## [SET EXERCISE]
In the article on reform priorities, what did the poll rank as the number one priority for boosting productivity growth?

## [SOURCE]
'''

All articles in Volume 13 Issue 16

Priorities for change


In the last issue of The Boardroom Report we asked members to give us their views on the issues that should drive a national reform agenda. Our poll of members revealed a number of views that will help us form the positions that we will take to a national reform summit that we are attending on August 26.The summit has been jointly convened by The Australian Financial Review and The Australian newspapers.

The Australian Institute of Company Directors will be among 80 organisations in attendance: others include the Australian Council of Trade Unions, the Australian Council of Social Service, the Business Council of Australia and the Australian Youth Affairs Council.

Our poll found that AICD members believe that partisan politics, short-termism and lack of political leadership are the biggest impediments to better public policy outcomes in Australia.

Our bi-annual Director Sentiment Index had previously told us the directors believe infrastructure investment is too low and we now know from our latest poll that telecommunications, urban transport and regional roads and rail are the areas that directors believe require the most funding. Indeed, the poll tells us that directors are adamant that an agreed pipeline of infrastructure projects is a priority for the nation.

The poll results again indicate a strong desire for tax reform – it was ranked as the number one priority for boosting productivity growth. Simplification of the tax system and social equity were identified as the two primary factors that should drive broad reform of the tax system.

We will keep members informed of the outcomes of the national reform summit, and any subsequent developments in this space to which the AICD contributes.

'''

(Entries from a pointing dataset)
'''

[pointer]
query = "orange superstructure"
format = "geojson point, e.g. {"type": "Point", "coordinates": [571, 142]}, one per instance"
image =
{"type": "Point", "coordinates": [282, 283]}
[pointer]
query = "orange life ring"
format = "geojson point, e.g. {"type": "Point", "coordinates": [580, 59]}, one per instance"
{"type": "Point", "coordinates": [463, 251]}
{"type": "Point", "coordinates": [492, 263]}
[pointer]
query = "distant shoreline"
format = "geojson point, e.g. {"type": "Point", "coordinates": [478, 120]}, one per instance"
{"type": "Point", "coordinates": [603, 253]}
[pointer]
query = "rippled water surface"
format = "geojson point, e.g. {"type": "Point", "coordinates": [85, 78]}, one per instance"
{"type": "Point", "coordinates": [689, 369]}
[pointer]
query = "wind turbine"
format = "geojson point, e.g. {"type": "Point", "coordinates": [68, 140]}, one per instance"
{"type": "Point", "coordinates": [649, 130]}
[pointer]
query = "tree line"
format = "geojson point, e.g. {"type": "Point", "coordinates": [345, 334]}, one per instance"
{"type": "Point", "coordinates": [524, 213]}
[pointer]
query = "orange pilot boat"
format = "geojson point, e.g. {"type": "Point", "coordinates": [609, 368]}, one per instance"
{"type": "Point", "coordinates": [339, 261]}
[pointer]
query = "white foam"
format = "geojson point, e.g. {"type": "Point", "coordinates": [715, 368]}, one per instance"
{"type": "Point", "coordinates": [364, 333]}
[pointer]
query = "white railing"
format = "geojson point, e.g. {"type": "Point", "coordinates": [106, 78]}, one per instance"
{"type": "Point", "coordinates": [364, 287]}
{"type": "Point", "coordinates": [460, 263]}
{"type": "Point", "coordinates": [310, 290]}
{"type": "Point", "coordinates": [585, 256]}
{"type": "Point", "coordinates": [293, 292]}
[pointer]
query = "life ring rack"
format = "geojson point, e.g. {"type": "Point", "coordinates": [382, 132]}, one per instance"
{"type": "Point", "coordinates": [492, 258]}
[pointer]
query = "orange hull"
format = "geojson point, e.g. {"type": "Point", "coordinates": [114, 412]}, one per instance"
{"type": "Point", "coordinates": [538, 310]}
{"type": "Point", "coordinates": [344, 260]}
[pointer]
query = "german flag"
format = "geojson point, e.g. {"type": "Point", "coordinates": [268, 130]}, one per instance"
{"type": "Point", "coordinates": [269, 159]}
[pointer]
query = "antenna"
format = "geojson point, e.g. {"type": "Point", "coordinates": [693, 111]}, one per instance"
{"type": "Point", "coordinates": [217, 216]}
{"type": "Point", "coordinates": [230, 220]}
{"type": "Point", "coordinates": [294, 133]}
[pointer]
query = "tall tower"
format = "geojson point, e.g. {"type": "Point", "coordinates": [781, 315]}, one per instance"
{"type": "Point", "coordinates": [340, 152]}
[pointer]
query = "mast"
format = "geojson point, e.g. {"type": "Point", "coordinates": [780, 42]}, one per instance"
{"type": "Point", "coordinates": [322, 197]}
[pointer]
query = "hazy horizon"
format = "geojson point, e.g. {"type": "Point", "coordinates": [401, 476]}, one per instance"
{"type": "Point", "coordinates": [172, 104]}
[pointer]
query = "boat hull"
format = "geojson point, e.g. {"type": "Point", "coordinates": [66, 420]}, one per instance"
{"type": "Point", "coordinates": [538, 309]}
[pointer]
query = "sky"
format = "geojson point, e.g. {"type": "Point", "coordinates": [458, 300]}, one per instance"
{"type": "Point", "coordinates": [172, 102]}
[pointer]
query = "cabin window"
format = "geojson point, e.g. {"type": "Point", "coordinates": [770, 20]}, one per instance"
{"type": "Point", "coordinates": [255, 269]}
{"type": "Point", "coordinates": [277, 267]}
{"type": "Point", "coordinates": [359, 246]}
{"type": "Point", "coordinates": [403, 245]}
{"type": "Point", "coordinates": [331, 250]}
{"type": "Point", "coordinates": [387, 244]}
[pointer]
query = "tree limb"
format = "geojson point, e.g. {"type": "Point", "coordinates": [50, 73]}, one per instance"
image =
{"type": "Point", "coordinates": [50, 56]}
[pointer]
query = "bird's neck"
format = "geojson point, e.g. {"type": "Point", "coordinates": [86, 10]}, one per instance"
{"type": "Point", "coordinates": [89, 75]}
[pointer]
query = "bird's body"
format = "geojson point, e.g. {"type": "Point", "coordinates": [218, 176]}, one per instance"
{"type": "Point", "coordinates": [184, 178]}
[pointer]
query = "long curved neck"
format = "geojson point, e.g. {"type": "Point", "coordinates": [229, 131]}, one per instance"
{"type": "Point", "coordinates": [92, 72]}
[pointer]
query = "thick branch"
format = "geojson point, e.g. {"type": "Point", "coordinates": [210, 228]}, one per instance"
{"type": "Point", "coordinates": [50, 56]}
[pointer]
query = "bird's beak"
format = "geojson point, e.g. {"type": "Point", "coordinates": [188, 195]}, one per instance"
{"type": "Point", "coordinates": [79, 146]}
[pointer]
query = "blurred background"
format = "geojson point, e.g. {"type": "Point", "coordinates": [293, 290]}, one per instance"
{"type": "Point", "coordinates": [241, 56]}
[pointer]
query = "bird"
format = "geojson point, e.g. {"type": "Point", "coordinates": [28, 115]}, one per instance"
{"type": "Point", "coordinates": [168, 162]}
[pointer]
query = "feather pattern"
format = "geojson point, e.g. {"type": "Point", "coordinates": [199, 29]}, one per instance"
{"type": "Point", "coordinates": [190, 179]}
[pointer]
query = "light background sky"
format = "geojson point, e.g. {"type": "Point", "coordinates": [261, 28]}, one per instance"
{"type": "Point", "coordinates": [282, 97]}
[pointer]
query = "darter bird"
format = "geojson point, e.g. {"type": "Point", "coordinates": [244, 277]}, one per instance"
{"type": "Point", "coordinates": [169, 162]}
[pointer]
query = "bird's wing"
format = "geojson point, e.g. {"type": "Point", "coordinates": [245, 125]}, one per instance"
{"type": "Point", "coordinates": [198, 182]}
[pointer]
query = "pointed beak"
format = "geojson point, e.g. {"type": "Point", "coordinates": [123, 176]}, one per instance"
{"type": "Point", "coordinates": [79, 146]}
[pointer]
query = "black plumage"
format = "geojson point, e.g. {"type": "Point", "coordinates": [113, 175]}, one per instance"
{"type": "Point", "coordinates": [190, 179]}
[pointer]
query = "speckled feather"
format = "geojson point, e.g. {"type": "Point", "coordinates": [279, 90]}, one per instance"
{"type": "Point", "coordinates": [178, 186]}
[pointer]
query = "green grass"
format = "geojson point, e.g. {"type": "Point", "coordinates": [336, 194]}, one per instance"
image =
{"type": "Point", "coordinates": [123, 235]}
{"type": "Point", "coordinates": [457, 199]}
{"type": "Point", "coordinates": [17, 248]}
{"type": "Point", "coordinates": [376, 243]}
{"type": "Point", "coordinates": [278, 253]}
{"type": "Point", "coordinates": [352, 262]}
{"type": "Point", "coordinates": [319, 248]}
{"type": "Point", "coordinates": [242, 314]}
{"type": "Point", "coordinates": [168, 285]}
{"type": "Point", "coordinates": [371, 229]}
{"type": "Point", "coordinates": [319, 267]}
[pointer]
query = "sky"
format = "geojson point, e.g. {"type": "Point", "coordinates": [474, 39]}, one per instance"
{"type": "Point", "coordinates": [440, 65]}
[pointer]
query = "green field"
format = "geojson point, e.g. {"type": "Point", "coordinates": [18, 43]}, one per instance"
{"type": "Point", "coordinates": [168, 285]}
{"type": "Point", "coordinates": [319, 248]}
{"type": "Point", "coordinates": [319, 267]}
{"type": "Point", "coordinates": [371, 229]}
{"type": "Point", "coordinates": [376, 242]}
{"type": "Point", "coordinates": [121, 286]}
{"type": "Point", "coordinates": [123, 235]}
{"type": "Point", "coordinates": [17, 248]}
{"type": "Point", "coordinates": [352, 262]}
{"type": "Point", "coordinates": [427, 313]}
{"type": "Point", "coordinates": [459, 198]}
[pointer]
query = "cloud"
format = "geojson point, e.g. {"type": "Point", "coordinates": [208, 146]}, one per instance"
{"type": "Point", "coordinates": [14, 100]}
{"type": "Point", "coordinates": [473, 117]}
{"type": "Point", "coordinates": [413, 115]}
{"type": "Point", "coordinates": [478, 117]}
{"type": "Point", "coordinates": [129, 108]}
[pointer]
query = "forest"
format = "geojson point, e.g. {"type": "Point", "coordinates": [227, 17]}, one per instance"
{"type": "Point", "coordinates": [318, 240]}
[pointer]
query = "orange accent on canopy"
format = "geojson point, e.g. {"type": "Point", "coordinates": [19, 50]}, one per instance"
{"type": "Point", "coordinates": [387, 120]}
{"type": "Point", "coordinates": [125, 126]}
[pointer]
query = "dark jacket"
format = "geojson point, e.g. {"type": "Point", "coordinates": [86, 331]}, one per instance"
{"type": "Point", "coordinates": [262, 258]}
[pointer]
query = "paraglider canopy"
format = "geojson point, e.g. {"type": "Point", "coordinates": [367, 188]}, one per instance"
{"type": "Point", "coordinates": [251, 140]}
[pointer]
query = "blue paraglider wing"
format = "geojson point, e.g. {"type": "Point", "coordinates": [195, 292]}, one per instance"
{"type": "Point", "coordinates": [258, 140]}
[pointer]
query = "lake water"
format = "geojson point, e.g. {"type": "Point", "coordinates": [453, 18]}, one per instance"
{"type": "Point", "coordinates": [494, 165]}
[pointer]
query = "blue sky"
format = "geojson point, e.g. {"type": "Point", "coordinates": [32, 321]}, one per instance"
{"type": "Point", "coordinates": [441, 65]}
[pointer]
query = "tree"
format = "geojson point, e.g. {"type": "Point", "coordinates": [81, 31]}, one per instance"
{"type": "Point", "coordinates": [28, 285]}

'''

## [RESULT OF THIS TASK]
Tax reform.